# Supplied records
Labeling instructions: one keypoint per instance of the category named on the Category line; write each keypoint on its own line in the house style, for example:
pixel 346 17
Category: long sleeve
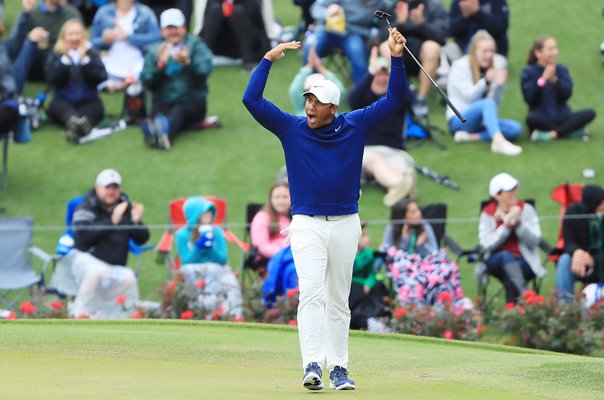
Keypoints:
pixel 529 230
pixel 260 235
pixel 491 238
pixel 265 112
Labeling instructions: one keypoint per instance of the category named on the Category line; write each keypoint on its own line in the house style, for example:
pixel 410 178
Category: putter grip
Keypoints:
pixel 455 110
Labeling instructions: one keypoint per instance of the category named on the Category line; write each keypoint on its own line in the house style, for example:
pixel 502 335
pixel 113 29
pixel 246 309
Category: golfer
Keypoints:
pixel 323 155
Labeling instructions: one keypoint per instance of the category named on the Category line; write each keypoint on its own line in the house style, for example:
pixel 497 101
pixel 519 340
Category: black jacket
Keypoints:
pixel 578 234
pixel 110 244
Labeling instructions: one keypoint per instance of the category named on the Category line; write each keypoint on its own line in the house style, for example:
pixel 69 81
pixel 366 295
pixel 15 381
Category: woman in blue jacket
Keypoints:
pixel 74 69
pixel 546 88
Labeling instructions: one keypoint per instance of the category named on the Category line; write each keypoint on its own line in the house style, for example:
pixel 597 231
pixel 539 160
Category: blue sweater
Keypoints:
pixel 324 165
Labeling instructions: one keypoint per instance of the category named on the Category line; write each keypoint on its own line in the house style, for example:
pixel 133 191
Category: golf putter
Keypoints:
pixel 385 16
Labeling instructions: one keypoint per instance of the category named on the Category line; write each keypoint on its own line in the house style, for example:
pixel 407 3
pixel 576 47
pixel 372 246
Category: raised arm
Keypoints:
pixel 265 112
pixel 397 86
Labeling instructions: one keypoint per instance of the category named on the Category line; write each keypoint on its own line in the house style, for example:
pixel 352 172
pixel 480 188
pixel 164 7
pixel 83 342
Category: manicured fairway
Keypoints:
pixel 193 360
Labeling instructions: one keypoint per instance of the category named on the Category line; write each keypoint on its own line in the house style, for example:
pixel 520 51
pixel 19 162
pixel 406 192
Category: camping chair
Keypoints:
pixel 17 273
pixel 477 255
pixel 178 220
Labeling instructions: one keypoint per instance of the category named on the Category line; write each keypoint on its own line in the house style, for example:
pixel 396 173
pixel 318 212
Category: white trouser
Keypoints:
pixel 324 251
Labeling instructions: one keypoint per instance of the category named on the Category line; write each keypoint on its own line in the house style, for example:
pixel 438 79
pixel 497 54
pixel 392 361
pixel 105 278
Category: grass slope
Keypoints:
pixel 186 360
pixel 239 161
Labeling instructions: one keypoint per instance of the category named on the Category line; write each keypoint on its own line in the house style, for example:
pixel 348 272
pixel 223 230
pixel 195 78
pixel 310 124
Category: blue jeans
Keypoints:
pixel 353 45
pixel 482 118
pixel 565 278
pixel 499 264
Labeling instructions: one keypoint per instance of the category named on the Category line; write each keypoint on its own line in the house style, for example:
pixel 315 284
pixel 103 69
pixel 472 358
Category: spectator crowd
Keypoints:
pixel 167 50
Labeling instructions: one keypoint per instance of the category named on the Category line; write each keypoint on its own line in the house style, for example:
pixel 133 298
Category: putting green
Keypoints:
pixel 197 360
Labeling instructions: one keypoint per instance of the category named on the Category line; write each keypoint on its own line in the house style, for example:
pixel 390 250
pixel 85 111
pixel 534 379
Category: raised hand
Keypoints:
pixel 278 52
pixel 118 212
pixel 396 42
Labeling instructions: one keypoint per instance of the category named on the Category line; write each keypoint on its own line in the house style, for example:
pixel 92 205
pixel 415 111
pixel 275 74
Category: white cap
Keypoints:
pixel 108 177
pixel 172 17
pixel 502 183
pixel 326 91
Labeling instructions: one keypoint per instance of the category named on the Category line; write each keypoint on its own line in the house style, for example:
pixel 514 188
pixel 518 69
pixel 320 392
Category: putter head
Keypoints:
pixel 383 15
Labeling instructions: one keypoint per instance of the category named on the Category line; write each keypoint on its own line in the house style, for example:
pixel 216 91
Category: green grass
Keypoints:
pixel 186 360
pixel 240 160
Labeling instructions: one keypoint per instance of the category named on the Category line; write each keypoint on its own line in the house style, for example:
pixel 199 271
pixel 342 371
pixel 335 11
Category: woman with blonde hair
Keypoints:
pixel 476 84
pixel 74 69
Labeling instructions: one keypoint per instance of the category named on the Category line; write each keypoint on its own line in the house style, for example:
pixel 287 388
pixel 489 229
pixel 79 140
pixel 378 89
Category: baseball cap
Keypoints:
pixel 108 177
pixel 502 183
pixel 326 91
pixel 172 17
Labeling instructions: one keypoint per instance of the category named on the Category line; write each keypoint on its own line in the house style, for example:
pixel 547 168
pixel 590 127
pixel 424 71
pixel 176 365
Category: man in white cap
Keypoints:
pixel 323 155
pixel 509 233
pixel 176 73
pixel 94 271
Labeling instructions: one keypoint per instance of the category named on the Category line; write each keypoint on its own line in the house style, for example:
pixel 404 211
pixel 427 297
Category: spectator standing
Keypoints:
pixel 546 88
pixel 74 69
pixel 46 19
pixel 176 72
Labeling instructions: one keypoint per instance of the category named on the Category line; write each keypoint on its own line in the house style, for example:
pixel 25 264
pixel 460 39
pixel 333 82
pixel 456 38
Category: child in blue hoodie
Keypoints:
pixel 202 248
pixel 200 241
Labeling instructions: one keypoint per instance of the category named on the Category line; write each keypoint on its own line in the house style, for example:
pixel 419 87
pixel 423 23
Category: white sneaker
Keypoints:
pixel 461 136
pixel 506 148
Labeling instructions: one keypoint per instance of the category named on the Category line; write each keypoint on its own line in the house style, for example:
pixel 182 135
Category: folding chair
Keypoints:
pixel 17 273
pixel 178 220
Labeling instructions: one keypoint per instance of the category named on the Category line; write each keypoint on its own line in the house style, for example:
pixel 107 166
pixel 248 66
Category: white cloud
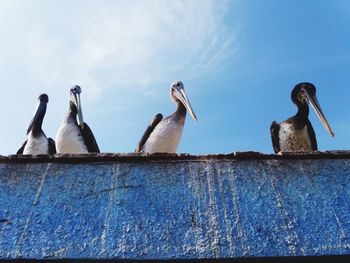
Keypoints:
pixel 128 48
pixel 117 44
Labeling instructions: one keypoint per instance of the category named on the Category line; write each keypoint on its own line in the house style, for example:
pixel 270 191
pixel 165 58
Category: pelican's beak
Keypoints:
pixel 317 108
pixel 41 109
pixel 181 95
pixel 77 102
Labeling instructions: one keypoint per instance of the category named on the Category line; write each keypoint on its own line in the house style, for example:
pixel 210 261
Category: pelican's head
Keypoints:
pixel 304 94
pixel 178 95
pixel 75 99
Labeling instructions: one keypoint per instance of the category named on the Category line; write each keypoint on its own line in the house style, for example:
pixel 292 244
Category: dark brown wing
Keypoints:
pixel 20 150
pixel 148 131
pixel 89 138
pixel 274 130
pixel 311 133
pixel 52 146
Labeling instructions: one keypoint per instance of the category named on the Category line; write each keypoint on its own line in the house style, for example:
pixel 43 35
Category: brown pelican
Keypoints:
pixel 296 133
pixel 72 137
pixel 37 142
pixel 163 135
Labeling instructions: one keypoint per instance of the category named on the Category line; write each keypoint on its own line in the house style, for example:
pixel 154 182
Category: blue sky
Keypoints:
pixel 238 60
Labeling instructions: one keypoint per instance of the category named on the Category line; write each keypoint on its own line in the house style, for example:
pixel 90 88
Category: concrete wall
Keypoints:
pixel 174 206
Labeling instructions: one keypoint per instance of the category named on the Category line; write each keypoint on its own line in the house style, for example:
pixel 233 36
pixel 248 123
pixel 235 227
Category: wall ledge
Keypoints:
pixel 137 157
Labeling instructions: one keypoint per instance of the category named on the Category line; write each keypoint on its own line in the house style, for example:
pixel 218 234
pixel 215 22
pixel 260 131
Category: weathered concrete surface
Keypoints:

# Exercise objective
Check each line of the listing for "blue". Show those that have it.

# Result for this exercise
Category: woman in blue jacket
Category: blue sweater
Category: blue jeans
Category: child in blue hoodie
Category: blue sky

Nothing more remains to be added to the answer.